■ **CONSEGNA SCRITTA**
Riscrivi tutte queste righe come un elenco JSON di stringhe, una stringa per riga, saltando le righe vuote. Per favore, lascia fuori dalla risposta le immagini.

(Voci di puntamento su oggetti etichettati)
####################

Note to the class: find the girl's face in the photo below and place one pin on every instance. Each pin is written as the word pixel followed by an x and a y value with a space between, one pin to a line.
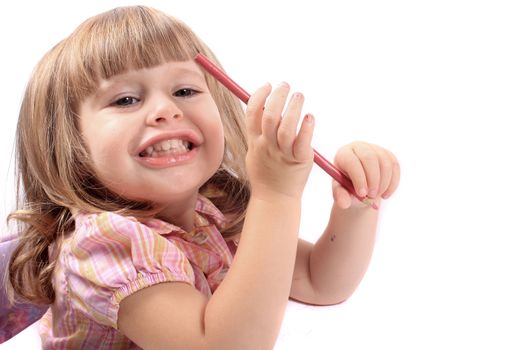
pixel 154 134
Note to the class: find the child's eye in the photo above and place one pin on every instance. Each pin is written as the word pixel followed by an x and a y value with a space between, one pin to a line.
pixel 125 101
pixel 186 92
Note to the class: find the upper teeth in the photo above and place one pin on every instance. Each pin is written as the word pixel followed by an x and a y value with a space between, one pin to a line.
pixel 166 145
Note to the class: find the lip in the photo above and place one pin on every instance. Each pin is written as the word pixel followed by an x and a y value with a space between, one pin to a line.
pixel 185 135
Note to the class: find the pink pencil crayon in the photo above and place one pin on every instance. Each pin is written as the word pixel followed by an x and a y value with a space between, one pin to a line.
pixel 242 94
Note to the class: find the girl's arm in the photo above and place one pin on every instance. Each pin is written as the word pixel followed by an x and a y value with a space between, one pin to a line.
pixel 246 310
pixel 329 271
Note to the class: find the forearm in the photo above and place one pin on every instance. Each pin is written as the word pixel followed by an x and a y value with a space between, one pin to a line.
pixel 340 257
pixel 249 305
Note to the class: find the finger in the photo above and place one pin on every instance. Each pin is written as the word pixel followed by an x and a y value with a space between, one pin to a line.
pixel 395 180
pixel 352 166
pixel 288 126
pixel 370 164
pixel 302 146
pixel 272 112
pixel 341 195
pixel 254 109
pixel 385 162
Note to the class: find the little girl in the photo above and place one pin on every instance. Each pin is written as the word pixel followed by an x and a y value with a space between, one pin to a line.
pixel 141 177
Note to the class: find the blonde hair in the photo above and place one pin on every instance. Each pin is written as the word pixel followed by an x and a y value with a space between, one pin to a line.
pixel 55 173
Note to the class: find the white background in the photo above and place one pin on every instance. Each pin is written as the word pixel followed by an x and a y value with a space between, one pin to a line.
pixel 443 84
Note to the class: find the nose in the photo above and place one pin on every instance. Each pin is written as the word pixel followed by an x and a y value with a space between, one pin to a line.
pixel 164 109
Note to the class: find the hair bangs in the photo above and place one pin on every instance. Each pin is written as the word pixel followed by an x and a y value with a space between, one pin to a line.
pixel 125 39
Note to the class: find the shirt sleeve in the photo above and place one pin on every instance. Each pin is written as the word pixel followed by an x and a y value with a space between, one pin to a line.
pixel 110 257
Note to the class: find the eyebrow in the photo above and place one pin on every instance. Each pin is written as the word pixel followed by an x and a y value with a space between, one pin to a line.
pixel 115 80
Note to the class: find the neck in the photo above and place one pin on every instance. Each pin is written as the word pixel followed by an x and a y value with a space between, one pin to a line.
pixel 181 212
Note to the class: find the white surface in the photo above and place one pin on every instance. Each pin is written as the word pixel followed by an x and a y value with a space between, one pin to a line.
pixel 441 84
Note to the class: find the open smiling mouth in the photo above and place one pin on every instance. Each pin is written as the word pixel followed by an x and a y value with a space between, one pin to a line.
pixel 167 148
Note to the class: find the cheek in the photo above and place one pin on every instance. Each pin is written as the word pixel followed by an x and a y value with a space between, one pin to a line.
pixel 104 147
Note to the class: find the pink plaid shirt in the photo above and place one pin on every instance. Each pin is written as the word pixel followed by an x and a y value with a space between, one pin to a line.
pixel 108 257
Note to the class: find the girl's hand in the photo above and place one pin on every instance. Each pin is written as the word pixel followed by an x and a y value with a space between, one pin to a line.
pixel 279 158
pixel 374 172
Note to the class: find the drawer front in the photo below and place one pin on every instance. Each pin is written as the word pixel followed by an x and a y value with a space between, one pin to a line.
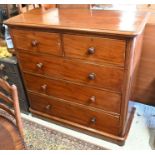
pixel 75 113
pixel 90 74
pixel 95 49
pixel 146 7
pixel 75 93
pixel 7 68
pixel 37 41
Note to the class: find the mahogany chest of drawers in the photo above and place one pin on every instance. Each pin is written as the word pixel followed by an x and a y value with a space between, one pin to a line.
pixel 79 66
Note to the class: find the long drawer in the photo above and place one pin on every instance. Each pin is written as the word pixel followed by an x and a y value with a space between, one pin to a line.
pixel 74 113
pixel 96 49
pixel 107 77
pixel 75 93
pixel 37 41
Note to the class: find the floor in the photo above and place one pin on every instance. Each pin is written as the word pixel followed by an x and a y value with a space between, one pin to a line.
pixel 38 137
pixel 141 135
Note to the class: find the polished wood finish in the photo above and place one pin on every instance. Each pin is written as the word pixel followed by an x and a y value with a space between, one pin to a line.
pixel 72 88
pixel 95 49
pixel 81 94
pixel 74 71
pixel 92 21
pixel 12 134
pixel 75 113
pixel 36 41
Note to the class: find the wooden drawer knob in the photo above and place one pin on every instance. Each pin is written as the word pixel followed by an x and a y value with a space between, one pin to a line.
pixel 44 87
pixel 2 66
pixel 5 77
pixel 34 43
pixel 92 99
pixel 149 5
pixel 39 65
pixel 92 76
pixel 93 120
pixel 91 50
pixel 48 107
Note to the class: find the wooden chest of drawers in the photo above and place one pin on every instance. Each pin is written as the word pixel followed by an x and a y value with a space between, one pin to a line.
pixel 79 66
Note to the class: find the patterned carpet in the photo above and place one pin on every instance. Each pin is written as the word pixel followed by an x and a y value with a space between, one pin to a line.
pixel 38 137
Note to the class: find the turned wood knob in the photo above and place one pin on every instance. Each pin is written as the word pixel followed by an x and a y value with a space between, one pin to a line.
pixel 92 99
pixel 34 43
pixel 5 77
pixel 149 5
pixel 2 66
pixel 92 76
pixel 44 87
pixel 48 107
pixel 39 65
pixel 93 120
pixel 91 50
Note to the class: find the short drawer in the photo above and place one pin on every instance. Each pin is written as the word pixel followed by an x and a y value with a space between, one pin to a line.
pixel 88 96
pixel 37 41
pixel 107 77
pixel 74 113
pixel 97 49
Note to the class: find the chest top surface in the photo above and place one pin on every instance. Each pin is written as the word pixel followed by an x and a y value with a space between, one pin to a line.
pixel 101 21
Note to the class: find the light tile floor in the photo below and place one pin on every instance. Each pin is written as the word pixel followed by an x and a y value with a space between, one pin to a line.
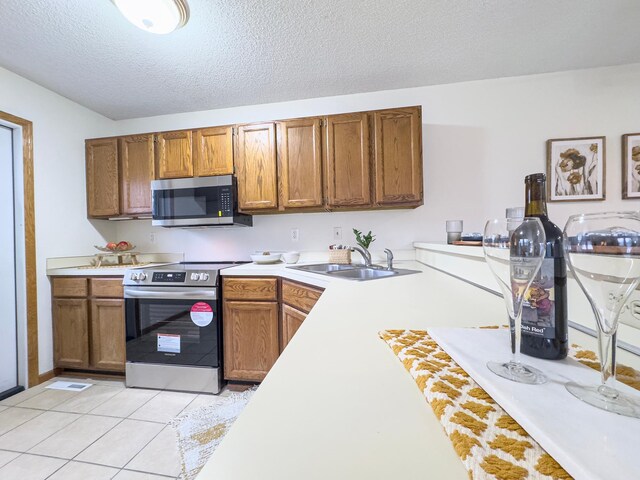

####################

■ **RISULTATO DELL'ESERCIZIO**
[
  "Note to the class: find the girl's face in the photo below and place one pin on every instance. Each pin is written as the word pixel followed by an x and a y value with a space between, one pin to a line.",
  "pixel 154 134",
  "Note to the class: find the child's eye in the photo above and place one pin on every instance. Each pin is written as the word pixel followed by an x and a y value with a space between, one pin to a line.",
  "pixel 125 101",
  "pixel 186 92",
  "Note to the class: find the upper teeth in the photo above and place one pin on every instance. Each pin is written as the word pixel followed by an x and a y value with a space between, one pin to a line.",
  "pixel 166 145",
  "Note to the class: find the lip in the photo above and place one pin on every instance. Each pin is written as the word pixel followed by an x and a y value with a space between, one pin to a line.",
  "pixel 185 135",
  "Note to the class: find the pink pencil crayon in the photo above and place one pin on every instance. Each pin is written as the word pixel followed by an x and a y value with a space between, one pin to a line.",
  "pixel 242 94",
  "Note to the class: find the girl's arm in the photo above and place one pin on every instance. Each pin is written as the word pixel followed by an x and a y value with a space between, one pin to a line.",
  "pixel 246 310",
  "pixel 329 271",
  "Note to the class: find the forearm in the photo above and place one pin on every instance. Each pin is written as the word pixel followed by an x and a y value with a space between, one pin to a line.",
  "pixel 340 257",
  "pixel 249 305",
  "Note to the class: find the finger in the photo above and place one pin on every instance. Each pin is written as the word pixel followed by an x and a y value with a space between, one pin to a line.",
  "pixel 395 180",
  "pixel 352 166",
  "pixel 288 126",
  "pixel 370 164",
  "pixel 302 146",
  "pixel 272 112",
  "pixel 341 195",
  "pixel 254 109",
  "pixel 385 162",
  "Note to the class: find the little girl in the photo above and place one pin on every instance. Each pin is written as the word pixel followed by an x and a y value with a space between, one pin to a line.",
  "pixel 141 177",
  "Note to the class: find the blonde hair in the photo above and place one pin on every instance. Each pin is written as the word pixel followed by an x and a y value with a space between, one pin to a line.",
  "pixel 55 173",
  "Note to the class: find the white background in the photo above and place one pin on every instance. Each pin is written as the word pixel followed by an x and a y value with a space between, one pin to a line.",
  "pixel 443 84",
  "Note to the class: find the nose in the photo above and place one pin on every instance. Each pin is written as the word pixel followed by an x and a y value with a space between, one pin to a line.",
  "pixel 164 109",
  "Note to the class: find the hair bangs in the photo above and place one pin on every instance. Each pin is written as the word pixel followed by an x and a y value with a space between, one pin to a line.",
  "pixel 125 39",
  "Note to the class: find the shirt sleeve in the photo above and place one pin on every instance. Each pin is written as the word pixel followed by an x and a y value with a space between, one pin to a line.",
  "pixel 110 257",
  "Note to the class: find the eyebrow in the photo above and place one pin on every instance. Each pin is written as the word pixel followed by an x and a y value with a space between, one pin to a line.",
  "pixel 115 80",
  "Note to the class: find the neck in the photo above and place one pin on every instance. Each pin is written as the word pixel followed by an x and a y value with a space between, one pin to a line.",
  "pixel 181 212",
  "Note to the class: find the white surface in the photo above and place one pin on every instance. Each pin is written as the word pixel followed by an x and a y value with a space between, one pin to a line.",
  "pixel 441 84",
  "Note to the class: find the open smiling mouth in the photo above and place one pin on every instance. Each pin is written as the word pixel followed by an x and a y value with a space between, one pin to a line.",
  "pixel 167 148",
  "Note to the class: find the cheek in the photo above and place one pin on every instance. Each pin is written as the word pixel followed by an x and a y value with a space between, one pin to a line.",
  "pixel 104 147",
  "Note to the class: find the pink plaid shirt in the photo above and place one pin on every instance. Each pin is written as the word pixel followed by an x and a y value with a space between, one pin to a line.",
  "pixel 108 257",
  "Note to the class: find the girl's hand in the photo above and place one pin on every instance. Each pin is written as the word pixel followed by an x and a y value with a space between, one pin to a line.",
  "pixel 279 158",
  "pixel 374 172",
  "Note to the class: find the drawer front in the photo below and place one pin on every instance. Each pin is written as the word pixel followed by an x and a y value with a space between, one pin to a line.",
  "pixel 75 113",
  "pixel 90 74",
  "pixel 95 49",
  "pixel 146 7",
  "pixel 75 93",
  "pixel 7 68",
  "pixel 37 41",
  "Note to the class: find the mahogany chest of drawers in the photo above and place one pin on every instance. Each pin is written as the word pixel followed by an x and a y value with a space between, one pin to a line.",
  "pixel 79 66",
  "Note to the class: find the long drawer in the photo above and place one pin on every instance. Each pin is written as the word pixel followed by an x and a y value with a space between, one pin to a line.",
  "pixel 74 113",
  "pixel 96 49",
  "pixel 107 77",
  "pixel 75 93",
  "pixel 37 41",
  "Note to the class: find the floor in the photo above and place one pin on every instance. Each pin is written as the word pixel followed by an x and a y value with a space between, one pin to a line.",
  "pixel 38 137",
  "pixel 141 135",
  "Note to the class: find the polished wood finish in the photo above and place one pin on every instance. Each pin is written as the word pixel followed by an x and a y value with a space between, one pin to a line.",
  "pixel 72 88",
  "pixel 95 49",
  "pixel 81 94",
  "pixel 74 71",
  "pixel 92 21",
  "pixel 12 134",
  "pixel 75 113",
  "pixel 36 41",
  "Note to the class: find the wooden drawer knob in the photo above and place one pin on every instance. Each pin is written as the word pixel followed by an x and a y value with a space between, one pin to a line.",
  "pixel 44 87",
  "pixel 2 66",
  "pixel 5 77",
  "pixel 34 43",
  "pixel 92 99",
  "pixel 149 5",
  "pixel 39 65",
  "pixel 92 76",
  "pixel 93 120",
  "pixel 91 50",
  "pixel 48 107",
  "Note to the class: find the wooden chest of drawers in the photo above and place one pin on every instance. Each pin is written as the word pixel followed by an x and a y value with a space between, one pin to a line.",
  "pixel 79 66",
  "Note to the class: find the patterned carpet in the photo above and place one pin on every instance. Each pin is written as the word pixel followed by an x and a y value with a space between, one pin to a line.",
  "pixel 38 137",
  "Note to the class: find the turned wood knob in the photo above and place one pin on every instance. Each pin is written as the word pixel followed by an x and a y value with a space between, one pin to a line.",
  "pixel 92 99",
  "pixel 34 43",
  "pixel 5 77",
  "pixel 149 5",
  "pixel 2 66",
  "pixel 92 76",
  "pixel 44 87",
  "pixel 48 107",
  "pixel 39 65",
  "pixel 93 120",
  "pixel 91 50",
  "Note to the class: find the short drawer in the photo above and place one pin on every instance. Each pin is written as the word pixel followed by an x and a y value with a space between, one pin to a line.",
  "pixel 88 96",
  "pixel 37 41",
  "pixel 107 77",
  "pixel 74 113",
  "pixel 97 49",
  "Note to the class: find the chest top surface in the photo above and place one pin on every instance. Each pin is written as the word pixel followed by an x and a y value with a space between, one pin to a line.",
  "pixel 101 21",
  "Note to the class: find the light tile floor in the photo below and place one pin on every instance. Each pin is written as the word pixel followed by an x and a y value with a space between, one pin to a line."
]